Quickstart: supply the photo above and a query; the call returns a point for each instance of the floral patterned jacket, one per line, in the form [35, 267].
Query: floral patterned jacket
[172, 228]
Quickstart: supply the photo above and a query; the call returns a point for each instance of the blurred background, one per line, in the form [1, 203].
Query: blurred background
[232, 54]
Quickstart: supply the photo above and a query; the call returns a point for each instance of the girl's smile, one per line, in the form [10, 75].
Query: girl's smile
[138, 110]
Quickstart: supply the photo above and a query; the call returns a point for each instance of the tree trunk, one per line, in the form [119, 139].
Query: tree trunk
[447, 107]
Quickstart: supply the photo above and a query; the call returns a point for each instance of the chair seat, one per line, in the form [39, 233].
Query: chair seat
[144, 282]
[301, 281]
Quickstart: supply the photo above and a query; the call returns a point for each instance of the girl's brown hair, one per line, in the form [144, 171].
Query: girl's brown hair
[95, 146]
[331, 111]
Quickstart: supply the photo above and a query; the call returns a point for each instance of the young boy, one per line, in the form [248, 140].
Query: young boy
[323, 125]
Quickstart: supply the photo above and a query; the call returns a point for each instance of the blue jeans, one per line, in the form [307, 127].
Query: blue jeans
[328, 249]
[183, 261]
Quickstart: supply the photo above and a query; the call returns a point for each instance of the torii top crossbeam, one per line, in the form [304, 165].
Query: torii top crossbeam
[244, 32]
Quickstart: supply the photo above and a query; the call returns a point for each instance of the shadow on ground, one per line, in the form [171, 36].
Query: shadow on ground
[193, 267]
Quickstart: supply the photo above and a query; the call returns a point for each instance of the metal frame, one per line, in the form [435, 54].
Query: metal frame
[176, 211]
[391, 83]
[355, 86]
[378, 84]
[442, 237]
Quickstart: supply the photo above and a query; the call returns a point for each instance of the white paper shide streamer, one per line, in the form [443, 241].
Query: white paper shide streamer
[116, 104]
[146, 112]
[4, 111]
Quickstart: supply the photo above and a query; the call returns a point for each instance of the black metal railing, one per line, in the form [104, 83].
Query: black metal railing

- AIM
Please quote every line above word for word, keeping each one unchanged and in its original order.

- FULL SOLUTION
Quickstart: supply the photo above and a query; the call returns a point for each instance of the floral patterned jacket, one per line, in the form [35, 267].
Query: floral patterned jacket
[172, 228]
Quickstart: supply the photo above and a query; the call returns a point for each instance of the blurred background, one per line, in the form [1, 203].
Query: blurred background
[232, 54]
Quickstart: supply the photo above and a query; the call returns a point for each instance of the girl's smile, one per line, in the form [10, 75].
Query: girl's smile
[138, 110]
Quickstart: supply the photo above and a query; the call returns a point for each instance of the tree trunk, one per line, in the form [119, 139].
Query: tree trunk
[447, 107]
Quickstart: supply the photo above and a query; the call returns a point for each instance of the chair seat, one per line, in the form [39, 233].
Query: chair seat
[144, 282]
[301, 281]
Quickstart: supply the photo above and a query; the call returns a point for each instance of the girl's brown hair, one per line, in the form [144, 171].
Query: girl's brown hair
[95, 146]
[331, 111]
Quickstart: supply the photo above and a query; the call returns a point for each instance of the young boy, one per line, in the form [248, 140].
Query: young boy
[323, 125]
Quickstart: supply the photo above and a query; the call returns a point for each instance of the blue jeans, one per line, in the form [307, 127].
Query: blue jeans
[328, 249]
[183, 261]
Quickstart: supply the photo above and a query; the call returns a point for each instance of the torii top crossbeam, one per line, in the form [304, 165].
Query: torii top crossbeam
[244, 32]
Quickstart: supply the photo above and a query; the call returns a point for each instance of the shadow on ground, one per line, in the form [171, 36].
Query: shadow on ground
[193, 267]
Quickstart: supply the photo above and a query; the call returns a point for each instance of the metal frame, one per line, in the form [435, 54].
Query: metal frame
[176, 211]
[391, 83]
[355, 86]
[378, 84]
[442, 237]
Quickstart: supply the photo above and a query; the call returns a point for each instance of the white paper shide streamer, one per line, in the form [443, 241].
Query: white paper shide streamer
[116, 104]
[146, 112]
[4, 111]
Quickstart: supply the photo above and a query; the call returns a point for each instance of the black metal railing, one per line, in the form [104, 83].
Query: black metal railing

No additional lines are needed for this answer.